Her flatmates devised a system to avoid contact in the house - they each had a spot on the fridge they'd use to pull it open.
Then they would go to their rooms to eat alone.
One day she went to get some fresh air at a park near her house with a friend when a small child ran up close to her. Monique jumped up to get away from the toddler. The mother was indignant. "The child was nowhere near you!" she said. Monique tried to explain, she wasn't afraid of getting infected, she was afraid of passing the virus on. Sick people should stay at home, the mother told her.
She hopes that her diary will help people to understand that it's not always that simple.
While friends went out of their way to help her, Monique could tell that others were getting fed up. None of what was happening to her made sense to anyone. "One person said I was becoming obsessed with having Covid," she says.
Finally the UK government opened up testing to anyone showing symptoms. She was thrilled but there was a catch - the only centre she could find was a drive-in and she didn't have a car. "Most of my friends can't even drive," she says.
One friend did step up and give her a lift, and the fact that he put himself at risk in the process isn't lost on her.
At the testing centre she expected to be reassured by nurses and doctors but instead it was staffed by soldiers, their khakis soaked on a sweaty day in June. As she stuck a cotton swab up her nose it struck her how young they were.
The results came back negative - proving that she no longer had the virus, though not that she had never had it. It was a huge relief because she'd been told this meant she couldn't infect her friends and family. But she felt strange. "The feeling of being contagious is psychologically very hard to move on from," she wrote in her diary later. It was also confusing because she wasn't feeling any better.

## Work instruction 1:
Transcribe the part of the Monique excerpt starting at "One day she" and ending at "mother told her.".
## Work instruction 2:
List every direct quotation that the Monique excerpt attributes to Monique herself.
## Work instruction 3:
Resume the Monique excerpt from the point where it stops.

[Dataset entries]
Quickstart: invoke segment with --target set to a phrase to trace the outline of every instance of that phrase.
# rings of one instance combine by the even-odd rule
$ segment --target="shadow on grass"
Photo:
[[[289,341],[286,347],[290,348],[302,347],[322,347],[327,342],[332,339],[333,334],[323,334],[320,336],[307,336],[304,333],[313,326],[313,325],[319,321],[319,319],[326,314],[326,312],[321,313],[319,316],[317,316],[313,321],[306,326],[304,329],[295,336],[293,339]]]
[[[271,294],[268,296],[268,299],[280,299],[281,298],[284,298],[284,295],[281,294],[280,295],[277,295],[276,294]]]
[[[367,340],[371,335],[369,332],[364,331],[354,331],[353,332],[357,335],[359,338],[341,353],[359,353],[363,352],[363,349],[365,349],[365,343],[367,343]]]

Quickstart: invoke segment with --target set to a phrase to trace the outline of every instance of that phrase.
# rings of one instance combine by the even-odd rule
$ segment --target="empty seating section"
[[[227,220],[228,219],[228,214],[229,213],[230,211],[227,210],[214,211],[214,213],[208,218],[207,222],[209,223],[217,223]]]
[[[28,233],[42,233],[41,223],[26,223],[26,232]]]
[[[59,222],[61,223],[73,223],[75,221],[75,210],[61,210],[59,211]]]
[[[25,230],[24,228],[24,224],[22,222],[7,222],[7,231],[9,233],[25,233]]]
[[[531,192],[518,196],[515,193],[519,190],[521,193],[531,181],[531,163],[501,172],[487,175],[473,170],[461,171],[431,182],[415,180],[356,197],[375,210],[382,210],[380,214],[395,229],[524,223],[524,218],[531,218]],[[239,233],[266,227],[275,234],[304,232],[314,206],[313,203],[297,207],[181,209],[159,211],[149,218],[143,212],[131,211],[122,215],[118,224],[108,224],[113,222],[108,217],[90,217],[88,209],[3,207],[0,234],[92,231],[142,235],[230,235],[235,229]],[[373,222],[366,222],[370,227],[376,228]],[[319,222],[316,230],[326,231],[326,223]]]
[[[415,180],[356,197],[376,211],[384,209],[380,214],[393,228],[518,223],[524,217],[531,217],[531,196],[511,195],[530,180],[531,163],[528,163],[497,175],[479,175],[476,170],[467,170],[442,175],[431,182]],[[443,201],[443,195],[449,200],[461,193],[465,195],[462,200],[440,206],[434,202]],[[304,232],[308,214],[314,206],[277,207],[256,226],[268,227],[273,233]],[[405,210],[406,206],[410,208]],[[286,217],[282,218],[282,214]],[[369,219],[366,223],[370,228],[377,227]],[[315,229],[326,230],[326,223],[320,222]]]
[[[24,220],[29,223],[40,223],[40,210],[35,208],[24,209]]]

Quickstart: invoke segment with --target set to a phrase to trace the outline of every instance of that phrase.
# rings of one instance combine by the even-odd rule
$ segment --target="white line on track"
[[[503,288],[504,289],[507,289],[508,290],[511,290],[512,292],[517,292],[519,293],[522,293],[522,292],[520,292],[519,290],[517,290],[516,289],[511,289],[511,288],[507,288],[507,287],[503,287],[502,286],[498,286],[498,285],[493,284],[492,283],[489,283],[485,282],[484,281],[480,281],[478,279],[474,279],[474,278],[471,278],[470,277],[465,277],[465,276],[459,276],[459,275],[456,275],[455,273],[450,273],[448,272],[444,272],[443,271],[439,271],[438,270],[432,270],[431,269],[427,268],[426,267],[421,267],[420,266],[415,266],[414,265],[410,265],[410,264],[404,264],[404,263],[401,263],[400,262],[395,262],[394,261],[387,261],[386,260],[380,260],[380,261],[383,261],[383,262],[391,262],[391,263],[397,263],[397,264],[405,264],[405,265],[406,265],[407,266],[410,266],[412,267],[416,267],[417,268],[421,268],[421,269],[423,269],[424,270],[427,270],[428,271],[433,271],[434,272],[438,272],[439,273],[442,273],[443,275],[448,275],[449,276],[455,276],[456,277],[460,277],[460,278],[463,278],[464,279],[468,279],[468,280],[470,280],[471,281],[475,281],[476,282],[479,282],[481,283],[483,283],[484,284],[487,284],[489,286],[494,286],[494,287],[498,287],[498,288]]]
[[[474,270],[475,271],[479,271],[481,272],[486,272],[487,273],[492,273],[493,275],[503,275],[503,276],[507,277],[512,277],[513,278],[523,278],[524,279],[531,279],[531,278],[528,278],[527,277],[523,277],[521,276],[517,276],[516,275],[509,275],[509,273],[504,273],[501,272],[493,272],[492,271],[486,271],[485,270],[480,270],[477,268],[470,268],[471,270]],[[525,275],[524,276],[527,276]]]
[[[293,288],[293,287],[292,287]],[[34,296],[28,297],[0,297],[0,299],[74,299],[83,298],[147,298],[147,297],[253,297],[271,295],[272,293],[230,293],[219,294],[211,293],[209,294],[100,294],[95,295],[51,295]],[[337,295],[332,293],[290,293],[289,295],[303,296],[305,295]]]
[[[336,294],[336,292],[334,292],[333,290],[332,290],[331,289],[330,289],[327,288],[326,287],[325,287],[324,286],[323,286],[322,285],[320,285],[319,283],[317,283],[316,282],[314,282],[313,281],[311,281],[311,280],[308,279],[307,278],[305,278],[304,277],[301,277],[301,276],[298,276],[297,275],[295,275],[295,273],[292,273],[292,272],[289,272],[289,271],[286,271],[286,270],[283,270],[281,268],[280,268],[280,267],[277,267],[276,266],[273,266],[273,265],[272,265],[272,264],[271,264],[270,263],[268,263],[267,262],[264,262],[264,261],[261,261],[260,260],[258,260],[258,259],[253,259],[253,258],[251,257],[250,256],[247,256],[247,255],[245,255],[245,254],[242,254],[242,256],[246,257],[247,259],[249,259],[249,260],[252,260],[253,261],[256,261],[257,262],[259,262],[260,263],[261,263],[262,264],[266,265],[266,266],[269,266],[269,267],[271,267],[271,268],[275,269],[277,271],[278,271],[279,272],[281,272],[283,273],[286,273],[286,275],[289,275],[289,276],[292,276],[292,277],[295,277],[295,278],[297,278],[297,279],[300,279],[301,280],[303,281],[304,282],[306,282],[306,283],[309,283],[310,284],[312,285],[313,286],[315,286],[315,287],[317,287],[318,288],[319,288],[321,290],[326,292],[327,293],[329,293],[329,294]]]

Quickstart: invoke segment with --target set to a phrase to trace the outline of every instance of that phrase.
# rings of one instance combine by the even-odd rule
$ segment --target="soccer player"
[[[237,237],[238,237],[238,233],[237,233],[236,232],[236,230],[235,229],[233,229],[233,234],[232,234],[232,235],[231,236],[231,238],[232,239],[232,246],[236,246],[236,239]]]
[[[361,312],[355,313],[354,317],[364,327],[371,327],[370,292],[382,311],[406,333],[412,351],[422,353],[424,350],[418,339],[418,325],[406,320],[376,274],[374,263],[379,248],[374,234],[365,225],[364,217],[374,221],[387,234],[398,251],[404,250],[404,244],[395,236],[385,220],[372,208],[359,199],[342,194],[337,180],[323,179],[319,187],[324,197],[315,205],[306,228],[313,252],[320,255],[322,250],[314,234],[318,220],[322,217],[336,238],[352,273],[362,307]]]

## Exercise response 1:
One day she went to get some fresh air at a park near her house with a friend when a small child ran up close to her. Monique jumped up to get away from the toddler. The mother was indignant. "The child was nowhere near you!" she said. Monique tried to explain, she wasn't afraid of getting infected, she was afraid of passing the virus on. Sick people should stay at home, the mother told her.

## Exercise response 2:
- "One person said I was becoming obsessed with having Covid"
- "Most of my friends can't even drive"
- "The feeling of being contagious is psychologically very hard to move on from"

## Exercise response 3:
Four months after she first got sick, she decided to move out of her house-share in East London. Keeping up with simple things like cleaning was difficult and she wanted to be around family who could help her.
Her breathing had improved, whereas at the beginning she couldn't make it up the stairs without stopping to catch her breath by July she could do it one go.
But after picking up the hoover for about four minutes to try to clean her room she collapsed from breathlessness. She was in bed for three weeks after that.
Monique has no idea how to get better. She may never know for sure that she had Covid-19 but many Londoners were catching it in March and loss of taste is a strong indicator. She recently had an antibody test that came back negative, but as the NHS points out, some people who've had the virus do not have antibodies.
"A lot of people tell me, 'Monique, you will be able to cycle again and you will be able to box and you can come around to my house when you're feeling better.' But for me, that's not really that helpful."
Doctors still don't know how to help people with these symptoms that won't go away.
"It's been about acceptance of what I can and can't do and just being flexible because sometimes you'll have plans for the day and your body just doesn't care about those plans," Monique says.
"The thing is, I would get stuck into doing emails or talking to doctors, and then I'd speak to my friends and then I'd be exhausted and I wouldn't brush my teeth."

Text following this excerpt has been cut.